*WHAT YOU ARE ASKED TO DO*.
Quote the full listing word for word.

start DATA LINES

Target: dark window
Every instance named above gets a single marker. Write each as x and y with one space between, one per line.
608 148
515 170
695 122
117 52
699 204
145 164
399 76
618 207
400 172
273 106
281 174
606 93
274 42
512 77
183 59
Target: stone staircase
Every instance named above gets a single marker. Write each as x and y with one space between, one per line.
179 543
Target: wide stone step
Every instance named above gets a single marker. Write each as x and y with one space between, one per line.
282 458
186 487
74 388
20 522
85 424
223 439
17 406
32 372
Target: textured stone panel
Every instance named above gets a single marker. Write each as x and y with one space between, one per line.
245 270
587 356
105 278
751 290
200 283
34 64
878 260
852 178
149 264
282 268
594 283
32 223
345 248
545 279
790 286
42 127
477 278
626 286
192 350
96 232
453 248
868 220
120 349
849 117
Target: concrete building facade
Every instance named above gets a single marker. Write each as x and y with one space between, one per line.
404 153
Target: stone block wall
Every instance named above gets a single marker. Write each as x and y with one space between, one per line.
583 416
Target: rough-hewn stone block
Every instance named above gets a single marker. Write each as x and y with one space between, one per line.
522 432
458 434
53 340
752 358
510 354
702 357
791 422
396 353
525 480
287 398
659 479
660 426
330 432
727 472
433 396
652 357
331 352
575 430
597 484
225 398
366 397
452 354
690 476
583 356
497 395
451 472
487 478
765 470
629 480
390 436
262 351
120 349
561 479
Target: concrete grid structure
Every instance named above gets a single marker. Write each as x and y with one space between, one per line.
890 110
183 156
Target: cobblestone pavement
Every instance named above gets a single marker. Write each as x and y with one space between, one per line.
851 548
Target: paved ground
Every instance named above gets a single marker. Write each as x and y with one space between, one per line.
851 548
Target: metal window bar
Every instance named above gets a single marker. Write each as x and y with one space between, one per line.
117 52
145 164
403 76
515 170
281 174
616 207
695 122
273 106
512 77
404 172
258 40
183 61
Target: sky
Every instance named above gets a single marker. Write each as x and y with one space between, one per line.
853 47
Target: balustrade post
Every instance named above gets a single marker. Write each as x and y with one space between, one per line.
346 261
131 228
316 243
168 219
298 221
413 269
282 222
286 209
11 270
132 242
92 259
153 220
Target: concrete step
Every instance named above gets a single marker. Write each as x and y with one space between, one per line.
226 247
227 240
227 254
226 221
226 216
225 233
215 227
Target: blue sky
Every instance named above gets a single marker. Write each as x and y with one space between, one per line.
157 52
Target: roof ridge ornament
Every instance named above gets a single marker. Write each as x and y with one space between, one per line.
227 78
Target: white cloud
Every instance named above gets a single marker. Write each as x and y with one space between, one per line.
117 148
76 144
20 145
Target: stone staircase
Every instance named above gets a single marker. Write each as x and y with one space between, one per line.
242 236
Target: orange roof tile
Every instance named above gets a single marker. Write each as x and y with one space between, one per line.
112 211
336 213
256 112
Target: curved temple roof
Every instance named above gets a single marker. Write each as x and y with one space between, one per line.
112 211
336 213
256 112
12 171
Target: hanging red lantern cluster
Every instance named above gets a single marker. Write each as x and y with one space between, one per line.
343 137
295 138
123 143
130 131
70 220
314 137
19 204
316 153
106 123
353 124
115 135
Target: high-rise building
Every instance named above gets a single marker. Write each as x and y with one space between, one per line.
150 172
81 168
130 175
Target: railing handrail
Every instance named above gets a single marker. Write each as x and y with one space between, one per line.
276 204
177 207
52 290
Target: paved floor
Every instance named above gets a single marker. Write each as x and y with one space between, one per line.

end DATA LINES

*SOLVED PROBLEM*.
Target: dark window
Every instance named above gets a single marker. Write each as x and y with one space between, one per line.
608 148
515 170
695 122
117 52
699 204
145 164
399 76
618 207
400 172
273 106
281 174
606 93
274 42
512 77
183 59
Target: stone staircase
Every instance named above gets a single marker. Write each as x and y with one space between, one per line.
179 543
Target: wide stone step
Every instance named above gets a single marker. Write each as x and y with one space between, one per line.
282 458
186 487
74 388
20 522
85 424
223 439
17 406
32 372
Target: textured stone panel
Every instance named above gets a single marker. Write each as x and y with one space between, one per line.
245 270
587 356
105 278
751 290
200 283
34 64
878 260
852 178
149 264
282 268
594 283
32 223
345 248
545 279
790 286
42 127
477 278
626 286
192 350
96 232
453 248
868 220
120 349
849 117
Target: concrete building facade
Every instance named above gets a single marker. Write each as x and y with one space between, one per line.
404 153
Target: stone block wall
Every instance named above gets a single marker. Write each as x and y with one space between, one per line.
583 416
Target: rough-hewn stone block
Every instance named above gets a single marker. Write each as x and y with one space between, one per line.
522 432
458 434
53 340
752 358
510 354
702 357
791 422
396 353
525 480
287 398
659 479
660 426
330 432
727 472
433 396
652 357
331 352
575 430
597 484
225 398
366 397
452 354
690 476
583 356
497 395
451 472
487 478
765 470
629 480
390 436
262 351
120 349
561 479
Target: concrete grid structure
Every instance named above gets a single marker. Write each as x and y with one space between, one per line.
890 110
183 156
Target: cobblestone pavement
Every instance named above gets a single marker. Write each as x and y with one space between, one per line.
851 548
Target: paved ground
Every instance named above gets a single marker. Write each as x and y with one space between, one per line.
851 548
Target: metal window bar
Every instance named above gets a single marker. Write each as x and y with one space between, one per line.
117 52
145 164
403 76
515 170
281 174
616 207
695 122
273 106
512 77
404 172
258 40
183 61
Target: sky
Every instance named above gets a single marker. Write each as x and y with one space between, one per line.
853 47
Target: balustrade post
Every instance named above gets a single marker. Write each as x and y with one space between, one per line.
346 261
131 228
316 243
168 219
298 221
413 269
282 222
286 209
11 270
132 242
92 259
153 220
Target: concrete step
Every instance named above gets a single marker. Write each as x and y with one space between, one per line.
226 247
227 240
227 254
226 221
226 216
225 233
215 227
Target: blue sky
Every instance named above gets a single marker. Write each as x and y with one space between, one per line.
157 52
Target: roof ridge ornament
Every instance named above gets a single marker. Write each as x and y with one space between, one per line.
227 78
Target: white cloud
Every instance named above gets a single marker. Write each as x and y with one space between, one per line.
117 148
76 144
20 145
Target: stone staircase
Every instance named above gets a single marker. Write each as x and y with one space between, one per line.
242 236
Target: orange roof tile
Every instance named above gets a single marker. Write each as x and y with one space between, one per line.
112 211
336 213
256 112
Target: curved temple roof
Every instance named above gets a single marker. Write each as x and y with one space between, one per line.
112 211
336 213
256 112
12 171
Target: hanging red lantern cluster
Every instance named above gets a single marker. Write each as x and y with one space between, one per line.
343 137
295 138
123 143
130 131
70 220
314 137
19 204
316 153
106 123
353 124
115 135
Target: high-rise building
Every instance named above gets a single marker. Write each as x and y with one space between, one per line.
150 172
81 168
130 175
Target: railing handrail
Every instance named above gets a single marker. Write each as x and y with one space between, one per line.
276 204
177 207
52 290
Target: paved floor
Every instance named above gets a single marker. Write each as x and y with one space between, one per line.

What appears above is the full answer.